Render all of the data below as a Markdown table with two columns, Row and Line, giving each line its own numbered row and leaving out blank lines. Omit the pictures.

## DATA LINES
## begin
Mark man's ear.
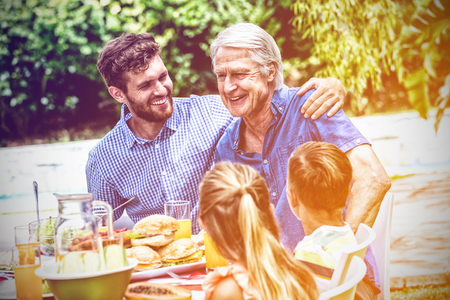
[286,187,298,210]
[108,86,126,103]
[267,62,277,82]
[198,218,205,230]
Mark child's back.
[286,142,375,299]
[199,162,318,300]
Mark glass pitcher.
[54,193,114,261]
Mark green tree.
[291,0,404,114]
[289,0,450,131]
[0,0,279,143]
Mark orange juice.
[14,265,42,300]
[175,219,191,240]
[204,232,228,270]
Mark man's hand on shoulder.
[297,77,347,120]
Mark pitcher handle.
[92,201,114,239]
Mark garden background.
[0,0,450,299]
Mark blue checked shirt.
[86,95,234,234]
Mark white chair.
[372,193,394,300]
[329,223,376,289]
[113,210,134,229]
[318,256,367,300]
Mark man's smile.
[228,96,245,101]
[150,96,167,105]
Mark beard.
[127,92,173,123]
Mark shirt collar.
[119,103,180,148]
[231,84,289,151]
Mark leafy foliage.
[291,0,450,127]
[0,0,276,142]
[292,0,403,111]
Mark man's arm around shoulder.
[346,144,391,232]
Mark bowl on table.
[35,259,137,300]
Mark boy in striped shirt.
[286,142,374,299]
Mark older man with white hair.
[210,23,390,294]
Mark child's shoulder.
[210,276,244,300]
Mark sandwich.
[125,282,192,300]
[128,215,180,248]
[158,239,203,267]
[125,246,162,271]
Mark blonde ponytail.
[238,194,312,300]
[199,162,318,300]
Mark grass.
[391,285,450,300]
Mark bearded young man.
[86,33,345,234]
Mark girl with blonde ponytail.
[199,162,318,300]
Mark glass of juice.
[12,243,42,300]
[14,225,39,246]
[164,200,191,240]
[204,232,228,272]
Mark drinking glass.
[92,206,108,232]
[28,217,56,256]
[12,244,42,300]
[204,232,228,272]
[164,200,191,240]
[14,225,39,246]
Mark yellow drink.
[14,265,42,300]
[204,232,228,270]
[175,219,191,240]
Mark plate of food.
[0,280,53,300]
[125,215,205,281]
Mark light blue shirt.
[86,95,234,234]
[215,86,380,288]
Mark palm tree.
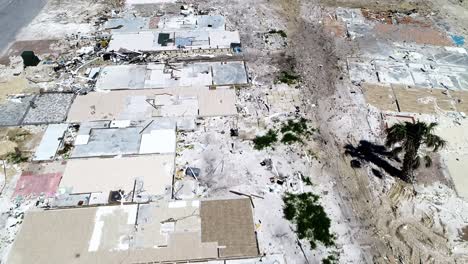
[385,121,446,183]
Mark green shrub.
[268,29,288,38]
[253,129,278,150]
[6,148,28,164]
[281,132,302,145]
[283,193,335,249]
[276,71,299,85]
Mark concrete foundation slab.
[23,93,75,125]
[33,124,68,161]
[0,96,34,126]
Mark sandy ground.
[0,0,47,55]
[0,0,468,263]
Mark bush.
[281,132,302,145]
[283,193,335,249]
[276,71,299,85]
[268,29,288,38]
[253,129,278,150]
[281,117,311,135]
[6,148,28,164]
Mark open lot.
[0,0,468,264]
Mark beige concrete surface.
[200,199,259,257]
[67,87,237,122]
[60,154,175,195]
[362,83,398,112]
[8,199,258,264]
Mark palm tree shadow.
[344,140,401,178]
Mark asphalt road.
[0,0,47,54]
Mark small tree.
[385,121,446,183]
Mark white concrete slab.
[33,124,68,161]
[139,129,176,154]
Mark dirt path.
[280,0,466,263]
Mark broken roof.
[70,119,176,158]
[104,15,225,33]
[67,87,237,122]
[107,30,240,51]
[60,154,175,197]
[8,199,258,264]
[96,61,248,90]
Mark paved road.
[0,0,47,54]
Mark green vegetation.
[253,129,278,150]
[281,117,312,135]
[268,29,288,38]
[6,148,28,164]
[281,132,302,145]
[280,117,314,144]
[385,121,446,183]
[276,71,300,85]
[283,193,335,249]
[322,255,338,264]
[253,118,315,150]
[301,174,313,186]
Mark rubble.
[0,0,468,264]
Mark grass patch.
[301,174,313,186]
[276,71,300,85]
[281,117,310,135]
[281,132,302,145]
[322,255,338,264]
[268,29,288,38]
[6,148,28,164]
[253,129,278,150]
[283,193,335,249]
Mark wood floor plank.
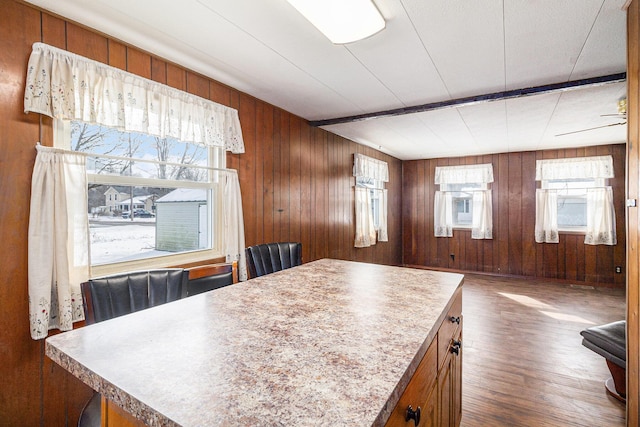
## end
## SOLVED EXERCISE
| Row | Line |
|---|---|
| 1 | Mark man's ear. |
| 2 | [286,187,298,210] |
| 3 | [108,86,126,103] |
| 4 | [267,62,277,82] |
| 5 | [198,218,205,230] |
| 6 | Mark child's back. |
| 7 | [286,142,375,299] |
| 8 | [199,162,318,300] |
| 9 | Mark glass pitcher. |
| 10 | [54,193,114,261] |
| 11 | Mark green tree. |
| 12 | [291,0,404,114] |
| 13 | [289,0,450,131] |
| 14 | [0,0,279,143] |
| 15 | Mark orange juice. |
| 16 | [14,265,42,300] |
| 17 | [175,219,191,240] |
| 18 | [204,232,228,270] |
| 19 | Mark man's hand on shoulder. |
| 20 | [297,77,347,120] |
| 21 | Mark pitcher handle. |
| 22 | [92,201,114,239] |
| 23 | Mark garden background. |
| 24 | [0,0,450,299] |
| 25 | Mark blue checked shirt. |
| 26 | [86,95,234,234] |
| 27 | Mark white chair. |
| 28 | [372,193,394,300] |
| 29 | [329,223,376,289] |
| 30 | [113,210,134,229] |
| 31 | [318,256,367,300] |
| 32 | Mark man's smile. |
| 33 | [228,96,245,101] |
| 34 | [150,96,167,105] |
| 35 | Mark beard. |
| 36 | [127,92,173,123] |
| 37 | Mark shirt collar. |
| 38 | [119,103,180,148] |
| 39 | [231,84,289,151] |
| 40 | Mark leafy foliage. |
| 41 | [291,0,450,127] |
| 42 | [0,0,276,142] |
| 43 | [292,0,403,111] |
| 44 | Mark man's arm around shoulder. |
| 45 | [346,144,391,232] |
| 46 | Mark bowl on table. |
| 47 | [35,259,137,300] |
| 48 | Mark boy in striped shirt. |
| 49 | [286,142,374,299] |
| 50 | Mark older man with white hair. |
| 51 | [210,23,390,294] |
| 52 | Mark child's shoulder. |
| 53 | [210,276,244,300] |
| 54 | Mark sandwich. |
| 55 | [125,282,192,300] |
| 56 | [128,215,180,248] |
| 57 | [158,239,203,267] |
| 58 | [125,246,162,271] |
| 59 | Mark blonde ponytail. |
| 60 | [238,194,312,300] |
| 61 | [199,162,318,300] |
| 62 | Mark grass. |
| 63 | [391,285,450,300] |
| 64 | Mark bearded young man. |
| 65 | [86,33,345,234] |
| 66 | Mark girl with blonde ponytail. |
| 67 | [199,162,318,300] |
| 68 | Mark glass of juice. |
| 69 | [12,243,42,300] |
| 70 | [14,225,39,246] |
| 71 | [164,200,191,240] |
| 72 | [204,232,228,272] |
| 73 | Mark drinking glass. |
| 74 | [92,206,108,232] |
| 75 | [28,217,56,256] |
| 76 | [12,244,42,300] |
| 77 | [204,232,228,272] |
| 78 | [164,200,191,240] |
| 79 | [14,225,39,246] |
| 80 | Mark yellow drink. |
| 81 | [14,265,42,300] |
| 82 | [204,232,228,270] |
| 83 | [175,219,191,240] |
| 84 | Mark plate of food. |
| 85 | [0,280,53,300] |
| 86 | [125,215,205,281] |
| 87 | Mark light blue shirt. |
| 88 | [86,95,234,234] |
| 89 | [215,86,380,288] |
| 90 | Mark palm tree. |
| 91 | [385,121,446,183] |
| 92 | Mark green shrub. |
| 93 | [268,29,288,38] |
| 94 | [253,129,278,150] |
| 95 | [6,148,28,164] |
| 96 | [281,132,302,145] |
| 97 | [283,193,335,249] |
| 98 | [276,71,299,85] |
| 99 | Mark concrete foundation slab. |
| 100 | [23,93,75,125] |
| 101 | [33,124,68,161] |
| 102 | [0,96,34,126] |
| 103 | Mark sandy ground. |
| 104 | [0,0,47,55] |
| 105 | [0,0,468,263] |
| 106 | Mark bush. |
| 107 | [281,132,302,145] |
| 108 | [283,193,335,249] |
| 109 | [276,71,299,85] |
| 110 | [268,29,288,38] |
| 111 | [253,129,278,150] |
| 112 | [281,117,311,135] |
| 113 | [6,148,28,164] |
| 114 | Mark open lot. |
| 115 | [0,0,468,264] |
| 116 | Mark beige concrete surface. |
| 117 | [200,199,259,257] |
| 118 | [67,87,237,122] |
| 119 | [60,154,175,195] |
| 120 | [362,83,398,112] |
| 121 | [8,199,258,264] |
| 122 | Mark palm tree shadow. |
| 123 | [344,140,401,178] |
| 124 | Mark asphalt road. |
| 125 | [0,0,47,54] |
| 126 | Mark small tree. |
| 127 | [385,121,446,183] |
| 128 | Mark white concrete slab. |
| 129 | [33,124,68,161] |
| 130 | [139,129,176,154] |
| 131 | Mark dirt path. |
| 132 | [280,0,466,263] |
| 133 | Mark broken roof. |
| 134 | [70,119,176,158] |
| 135 | [104,15,225,33] |
| 136 | [67,87,237,122] |
| 137 | [107,30,240,51] |
| 138 | [60,154,175,197] |
| 139 | [8,199,258,264] |
| 140 | [96,61,248,90] |
| 141 | Mark paved road. |
| 142 | [0,0,47,54] |
| 143 | Mark green vegetation. |
| 144 | [253,129,278,150] |
| 145 | [281,117,312,135] |
| 146 | [268,29,288,38] |
| 147 | [6,148,28,164] |
| 148 | [281,132,302,145] |
| 149 | [280,117,314,144] |
| 150 | [385,121,446,183] |
| 151 | [276,71,300,85] |
| 152 | [283,193,335,249] |
| 153 | [322,255,338,264] |
| 154 | [253,118,315,150] |
| 155 | [301,174,313,186] |
| 156 | Mark rubble. |
| 157 | [0,0,468,264] |
| 158 | Mark grass patch. |
| 159 | [301,174,313,186] |
| 160 | [276,71,300,85] |
| 161 | [281,117,310,135] |
| 162 | [281,132,302,145] |
| 163 | [322,255,338,264] |
| 164 | [268,29,288,38] |
| 165 | [6,148,28,164] |
| 166 | [253,129,278,150] |
| 167 | [283,193,335,249] |
| 168 | Mark wood floor plank. |